→ Passage for review
=-=-=

Adoptive Cell Strategies

Adoptive cell strategies including chimeric antigen receptor T-cell therapies have gained acceptance in the wider clinical world following the FDA approvals of axicabtagene ciloleucel (Yescarta) and tisagenlecleucel (Kymriah) for the treatment of patients with leukemia and lymphoma. Solid tumors, including mBC, present a new set of challenges because of their high antigenic heterogeneity and microenvironmental barriers to infiltration with adoptively transferred cells.

Manipulating dendritic cells is one strategy for overcoming both of these barriers. The goal with this area of immunotherapy is to generate effective antitumor CD8-positive T cells. Our team is working on using dendritic cell vaccines to allow for an effective immune response against mBC. Clinical trials are being prepared in collaboration with Moffitt Cancer Center in Tampa, Florida.

Using adoptive T-cell strategies is another approach that focuses on designing active T cells against specific targets present in cancer cells. We are focusing on T-cell—receptor T-cellbased adoptive cell therapies because they target a wider range of proteins. In collaboration with our colleagues from Roswell Park’s Center for Immunotherapy, led by Kunle Odunsi, MD, PhD, and Richard Koya, MD, PhD, we are in the process of developing a breast cancer–specific protocol targeting the NY-ESO-1 protein. We are awaiting completion of the ongoing phase I trial to assess safety of the treatment in locally advanced or stage IV solid tumors that express NY-ESO-1 (NCT02650986).

=-=-=

→ Data below
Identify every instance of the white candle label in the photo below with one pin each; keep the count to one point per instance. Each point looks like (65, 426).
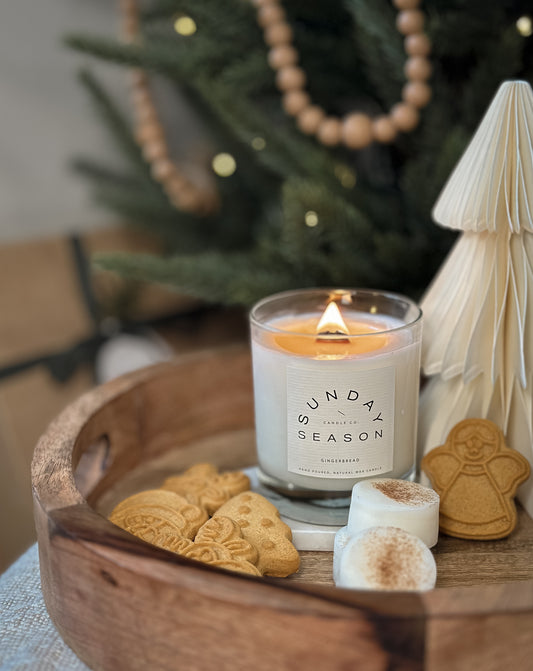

=-=-=

→ Work task 1
Duplicate the portion of the passage on adoptive cell strategies between "Using adoptive T-cell" and "express NY-ESO-1 (NCT02650986).", inclusive.
→ Work task 2
Do the following statements agree with the passage on adoptive cell strategies? For each one, give yes or no and quote the words of the passage that decide it.
(a) The FDA approvals of axicabtagene ciloleucel and tisagenlecleucel were for the treatment of patients with solid tumors.
(b) Clinical trials for the dendritic cell vaccine work are being prepared in collaboration with Moffitt Cancer Center.
(c) The team is focusing on T-cell receptor–based therapies because they target a wider range of proteins.
→ Work task 3
Answer these questions from the passage on adoptive cell strategies:
(a) What is the goal of the area of immunotherapy that manipulates dendritic cells?
(b) Which protein does the breast cancer–specific protocol target?
(c) What is the phase of the ongoing trial that the team is awaiting?
Answer solely from the passage on adoptive cell strategies.

→ Response box 1
Using adoptive T-cell strategies is another approach that focuses on designing active T cells against specific targets present in cancer cells. We are focusing on T-cell—receptor T-cellbased adoptive cell therapies because they target a wider range of proteins. In collaboration with our colleagues from Roswell Park’s Center for Immunotherapy, led by Kunle Odunsi, MD, PhD, and Richard Koya, MD, PhD, we are in the process of developing a breast cancer–specific protocol targeting the NY-ESO-1 protein. We are awaiting completion of the ongoing phase I trial to assess safety of the treatment in locally advanced or stage IV solid tumors that express NY-ESO-1 (NCT02650986).

→ Response box 2
(a) No: "for the treatment of patients with leukemia and lymphoma"
(b) Yes: "Clinical trials are being prepared in collaboration with Moffitt Cancer Center in Tampa, Florida."
(c) Yes: "because they target a wider range of proteins"

→ Response box 3
(a) To generate effective antitumor CD8-positive T cells.
(b) The NY-ESO-1 protein.
(c) Phase I.